◆ WHAT TO PRODUCE ◆
Copy the passage on poverty and affordable housing in New Jersey word for word, in full.

◆ EXCERPT PROVIDED ◆
Post Great Recession, in many neighborhoods in the state’s more rural and urban areas a real economic recovery remains elusive. Last year the Asbury Park Press reported that poverty was at a fifty year high in the state. According to the United Way’s ALICE survey, which stands for Asset Limited, Income Constrained, and Employed, 37 percent of the state’s households struggle economically week to week. Unlike the national Federal poverty level calculation, ALICE incorporates the far higher local regional costs for housing, taxes, transportation, childcare, food and healthcare. By comparison, in 2009 just 29 percent of the state fell into the ALICE cohort.
A key challenge to further reducing homelessness is the shrinking stock of affordable housing. By some estimates, the state is short well over 200,000 affordable housing units. That scarcity has driven up prices to the point that hundreds of thousands of New Jersey’s families pay well over the recommended 30 percent of their income for shelter. As a consequence, other basic spending priorities like health care, food, education and childcare get squeezed for a growing percentage of the state’s households struggling to make ends meet.

◆ LISTED ENTRIES ◆
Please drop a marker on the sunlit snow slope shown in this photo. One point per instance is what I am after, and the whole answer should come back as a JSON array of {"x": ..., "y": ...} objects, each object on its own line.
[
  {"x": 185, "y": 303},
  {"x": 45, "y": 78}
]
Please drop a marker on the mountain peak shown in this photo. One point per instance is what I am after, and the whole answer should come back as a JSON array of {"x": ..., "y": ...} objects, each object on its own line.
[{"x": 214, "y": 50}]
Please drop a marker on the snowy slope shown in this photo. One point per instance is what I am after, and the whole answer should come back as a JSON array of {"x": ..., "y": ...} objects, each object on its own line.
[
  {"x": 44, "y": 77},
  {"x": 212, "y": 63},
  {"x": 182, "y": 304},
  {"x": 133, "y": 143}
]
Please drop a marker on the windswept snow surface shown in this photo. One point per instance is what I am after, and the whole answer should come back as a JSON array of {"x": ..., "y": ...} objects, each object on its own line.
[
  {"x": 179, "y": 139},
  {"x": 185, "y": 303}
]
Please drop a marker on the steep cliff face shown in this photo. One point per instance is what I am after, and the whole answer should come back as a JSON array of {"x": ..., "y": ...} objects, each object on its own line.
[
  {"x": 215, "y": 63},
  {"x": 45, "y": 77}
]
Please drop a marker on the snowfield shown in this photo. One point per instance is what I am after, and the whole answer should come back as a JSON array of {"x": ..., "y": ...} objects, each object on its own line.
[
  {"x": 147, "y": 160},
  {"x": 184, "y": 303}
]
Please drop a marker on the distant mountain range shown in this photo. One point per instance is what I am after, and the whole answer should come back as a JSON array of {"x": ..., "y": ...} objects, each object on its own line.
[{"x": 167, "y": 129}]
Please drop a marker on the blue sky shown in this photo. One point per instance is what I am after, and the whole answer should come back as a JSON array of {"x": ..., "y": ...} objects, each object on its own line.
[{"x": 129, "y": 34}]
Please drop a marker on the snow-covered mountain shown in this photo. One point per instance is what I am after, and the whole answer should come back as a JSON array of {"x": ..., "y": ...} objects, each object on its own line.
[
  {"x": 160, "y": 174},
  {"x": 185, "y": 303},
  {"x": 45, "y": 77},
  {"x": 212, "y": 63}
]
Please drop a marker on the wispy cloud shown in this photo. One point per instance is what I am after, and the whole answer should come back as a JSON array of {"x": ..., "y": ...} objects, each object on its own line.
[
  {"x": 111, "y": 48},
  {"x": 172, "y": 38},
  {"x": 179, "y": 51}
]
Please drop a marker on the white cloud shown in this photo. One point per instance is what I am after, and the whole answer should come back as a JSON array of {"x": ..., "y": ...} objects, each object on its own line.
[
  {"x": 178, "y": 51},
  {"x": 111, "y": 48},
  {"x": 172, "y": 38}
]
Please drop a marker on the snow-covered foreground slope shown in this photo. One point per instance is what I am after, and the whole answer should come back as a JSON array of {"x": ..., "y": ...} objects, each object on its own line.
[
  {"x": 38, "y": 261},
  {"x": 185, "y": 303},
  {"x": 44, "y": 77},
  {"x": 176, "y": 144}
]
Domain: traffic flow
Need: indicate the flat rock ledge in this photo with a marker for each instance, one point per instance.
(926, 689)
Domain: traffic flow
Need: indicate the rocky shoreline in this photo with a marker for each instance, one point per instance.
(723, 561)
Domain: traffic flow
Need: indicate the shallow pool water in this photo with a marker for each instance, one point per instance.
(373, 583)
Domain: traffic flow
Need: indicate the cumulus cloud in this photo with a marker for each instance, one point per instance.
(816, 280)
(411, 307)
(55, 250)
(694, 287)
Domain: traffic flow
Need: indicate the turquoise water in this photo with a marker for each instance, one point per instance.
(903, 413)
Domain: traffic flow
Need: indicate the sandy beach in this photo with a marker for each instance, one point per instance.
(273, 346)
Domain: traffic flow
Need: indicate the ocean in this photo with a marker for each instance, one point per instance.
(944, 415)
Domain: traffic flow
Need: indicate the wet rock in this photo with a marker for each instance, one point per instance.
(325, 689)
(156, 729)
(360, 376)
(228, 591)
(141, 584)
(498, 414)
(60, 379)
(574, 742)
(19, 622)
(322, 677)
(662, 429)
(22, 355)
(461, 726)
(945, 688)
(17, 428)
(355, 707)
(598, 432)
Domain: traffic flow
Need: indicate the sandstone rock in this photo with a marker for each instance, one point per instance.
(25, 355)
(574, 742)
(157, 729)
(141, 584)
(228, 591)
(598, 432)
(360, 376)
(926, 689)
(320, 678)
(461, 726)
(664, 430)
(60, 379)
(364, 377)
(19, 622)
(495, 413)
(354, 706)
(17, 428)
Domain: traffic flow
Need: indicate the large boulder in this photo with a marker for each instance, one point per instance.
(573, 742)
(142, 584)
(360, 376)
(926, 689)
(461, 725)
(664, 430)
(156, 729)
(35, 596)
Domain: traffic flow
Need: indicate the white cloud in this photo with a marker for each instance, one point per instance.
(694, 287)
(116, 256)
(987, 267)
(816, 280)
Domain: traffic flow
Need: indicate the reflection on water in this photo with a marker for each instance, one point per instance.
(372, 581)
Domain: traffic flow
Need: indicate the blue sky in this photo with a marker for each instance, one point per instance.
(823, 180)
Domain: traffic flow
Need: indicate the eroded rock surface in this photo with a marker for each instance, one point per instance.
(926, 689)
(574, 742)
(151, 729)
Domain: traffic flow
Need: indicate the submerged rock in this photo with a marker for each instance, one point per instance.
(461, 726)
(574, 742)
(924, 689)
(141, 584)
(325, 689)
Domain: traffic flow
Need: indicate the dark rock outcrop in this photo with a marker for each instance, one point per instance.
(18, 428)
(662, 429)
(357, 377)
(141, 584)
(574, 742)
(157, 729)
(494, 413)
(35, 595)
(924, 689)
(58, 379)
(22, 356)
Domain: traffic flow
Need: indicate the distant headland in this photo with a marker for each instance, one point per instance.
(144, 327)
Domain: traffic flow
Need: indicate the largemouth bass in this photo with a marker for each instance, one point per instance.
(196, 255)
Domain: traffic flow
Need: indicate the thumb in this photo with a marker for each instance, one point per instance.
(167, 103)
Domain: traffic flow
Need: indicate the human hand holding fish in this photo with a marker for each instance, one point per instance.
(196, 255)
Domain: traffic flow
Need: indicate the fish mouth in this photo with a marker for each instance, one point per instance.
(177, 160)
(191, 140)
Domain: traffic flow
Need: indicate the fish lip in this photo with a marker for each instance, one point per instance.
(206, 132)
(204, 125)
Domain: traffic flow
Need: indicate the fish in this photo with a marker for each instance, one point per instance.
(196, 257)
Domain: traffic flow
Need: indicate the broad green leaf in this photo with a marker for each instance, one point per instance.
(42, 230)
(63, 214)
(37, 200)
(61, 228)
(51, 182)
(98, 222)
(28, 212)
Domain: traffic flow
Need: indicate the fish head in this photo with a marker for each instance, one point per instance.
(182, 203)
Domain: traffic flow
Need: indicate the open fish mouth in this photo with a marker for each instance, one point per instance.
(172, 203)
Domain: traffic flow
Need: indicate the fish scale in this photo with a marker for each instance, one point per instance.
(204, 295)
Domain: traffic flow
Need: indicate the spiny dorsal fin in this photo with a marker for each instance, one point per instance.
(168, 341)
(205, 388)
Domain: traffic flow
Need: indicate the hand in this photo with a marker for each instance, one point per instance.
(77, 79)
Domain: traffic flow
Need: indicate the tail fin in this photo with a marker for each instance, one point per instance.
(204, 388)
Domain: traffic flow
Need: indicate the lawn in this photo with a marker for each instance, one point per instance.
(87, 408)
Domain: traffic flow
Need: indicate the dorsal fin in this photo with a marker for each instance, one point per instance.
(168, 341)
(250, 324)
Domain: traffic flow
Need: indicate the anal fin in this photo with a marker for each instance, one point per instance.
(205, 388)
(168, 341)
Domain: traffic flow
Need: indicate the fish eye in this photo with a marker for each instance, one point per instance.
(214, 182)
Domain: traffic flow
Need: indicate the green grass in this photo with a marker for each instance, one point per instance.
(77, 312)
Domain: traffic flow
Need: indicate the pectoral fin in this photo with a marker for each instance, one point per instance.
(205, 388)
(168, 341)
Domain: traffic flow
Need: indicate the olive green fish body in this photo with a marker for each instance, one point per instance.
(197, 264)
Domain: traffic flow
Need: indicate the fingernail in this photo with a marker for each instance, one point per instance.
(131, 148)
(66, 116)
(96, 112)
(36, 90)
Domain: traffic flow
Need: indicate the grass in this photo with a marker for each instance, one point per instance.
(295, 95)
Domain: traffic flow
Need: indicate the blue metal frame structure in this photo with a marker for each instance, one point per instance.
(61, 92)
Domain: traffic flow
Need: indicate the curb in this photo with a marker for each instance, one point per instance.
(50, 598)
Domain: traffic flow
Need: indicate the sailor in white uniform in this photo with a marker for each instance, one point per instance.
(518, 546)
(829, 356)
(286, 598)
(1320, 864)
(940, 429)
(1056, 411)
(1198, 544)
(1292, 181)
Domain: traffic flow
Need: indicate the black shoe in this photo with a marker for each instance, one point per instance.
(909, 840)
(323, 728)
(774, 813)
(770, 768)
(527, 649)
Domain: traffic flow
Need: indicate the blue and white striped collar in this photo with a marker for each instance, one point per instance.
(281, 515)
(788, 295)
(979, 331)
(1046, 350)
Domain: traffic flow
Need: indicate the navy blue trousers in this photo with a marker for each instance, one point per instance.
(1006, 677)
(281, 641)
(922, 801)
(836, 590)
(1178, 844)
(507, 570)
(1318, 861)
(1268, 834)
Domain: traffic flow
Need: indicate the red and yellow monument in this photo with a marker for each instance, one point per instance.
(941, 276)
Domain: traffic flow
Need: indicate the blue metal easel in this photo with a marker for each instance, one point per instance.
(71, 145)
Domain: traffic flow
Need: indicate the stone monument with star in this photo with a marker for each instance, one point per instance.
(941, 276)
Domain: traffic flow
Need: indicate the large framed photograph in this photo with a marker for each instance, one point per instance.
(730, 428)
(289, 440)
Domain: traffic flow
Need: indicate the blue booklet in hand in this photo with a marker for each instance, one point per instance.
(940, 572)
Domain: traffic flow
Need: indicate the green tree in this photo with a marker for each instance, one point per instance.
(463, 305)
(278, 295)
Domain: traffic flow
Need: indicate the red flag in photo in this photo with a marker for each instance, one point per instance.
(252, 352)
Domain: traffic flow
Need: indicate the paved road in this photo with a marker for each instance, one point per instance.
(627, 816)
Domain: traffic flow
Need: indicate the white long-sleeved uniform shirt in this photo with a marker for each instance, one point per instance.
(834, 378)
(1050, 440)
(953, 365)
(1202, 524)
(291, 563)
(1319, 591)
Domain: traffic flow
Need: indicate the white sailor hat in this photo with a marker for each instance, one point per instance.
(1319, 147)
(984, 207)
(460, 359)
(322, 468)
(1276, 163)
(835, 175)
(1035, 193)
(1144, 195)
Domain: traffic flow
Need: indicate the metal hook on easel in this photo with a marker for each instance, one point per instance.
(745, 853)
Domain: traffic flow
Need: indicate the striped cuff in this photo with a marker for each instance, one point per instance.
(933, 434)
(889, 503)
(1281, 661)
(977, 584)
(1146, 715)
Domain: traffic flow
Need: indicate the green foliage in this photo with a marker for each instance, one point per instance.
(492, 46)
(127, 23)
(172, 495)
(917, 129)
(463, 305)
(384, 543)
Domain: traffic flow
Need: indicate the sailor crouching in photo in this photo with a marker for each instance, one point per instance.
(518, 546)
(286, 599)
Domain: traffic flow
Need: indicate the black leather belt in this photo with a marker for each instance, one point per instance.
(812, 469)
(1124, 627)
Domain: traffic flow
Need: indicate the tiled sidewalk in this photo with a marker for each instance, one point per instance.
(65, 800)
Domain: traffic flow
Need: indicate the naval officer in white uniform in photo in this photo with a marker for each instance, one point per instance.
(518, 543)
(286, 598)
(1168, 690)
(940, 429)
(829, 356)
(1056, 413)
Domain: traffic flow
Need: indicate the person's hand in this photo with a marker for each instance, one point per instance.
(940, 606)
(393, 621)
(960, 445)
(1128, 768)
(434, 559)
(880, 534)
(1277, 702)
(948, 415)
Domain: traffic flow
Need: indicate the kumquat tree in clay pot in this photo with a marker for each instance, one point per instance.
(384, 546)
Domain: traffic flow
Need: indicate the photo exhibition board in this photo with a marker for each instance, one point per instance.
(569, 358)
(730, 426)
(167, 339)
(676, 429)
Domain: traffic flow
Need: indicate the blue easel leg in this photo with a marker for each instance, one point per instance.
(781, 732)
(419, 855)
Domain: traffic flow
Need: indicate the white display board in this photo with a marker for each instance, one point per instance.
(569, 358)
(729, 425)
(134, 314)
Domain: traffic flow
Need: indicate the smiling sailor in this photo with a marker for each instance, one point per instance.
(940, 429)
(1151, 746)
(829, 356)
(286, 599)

◆ TASK RESPONSE ◆
Post Great Recession, in many neighborhoods in the state’s more rural and urban areas a real economic recovery remains elusive. Last year the Asbury Park Press reported that poverty was at a fifty year high in the state. According to the United Way’s ALICE survey, which stands for Asset Limited, Income Constrained, and Employed, 37 percent of the state’s households struggle economically week to week. Unlike the national Federal poverty level calculation, ALICE incorporates the far higher local regional costs for housing, taxes, transportation, childcare, food and healthcare. By comparison, in 2009 just 29 percent of the state fell into the ALICE cohort.
A key challenge to further reducing homelessness is the shrinking stock of affordable housing. By some estimates, the state is short well over 200,000 affordable housing units. That scarcity has driven up prices to the point that hundreds of thousands of New Jersey’s families pay well over the recommended 30 percent of their income for shelter. As a consequence, other basic spending priorities like health care, food, education and childcare get squeezed for a growing percentage of the state’s households struggling to make ends meet.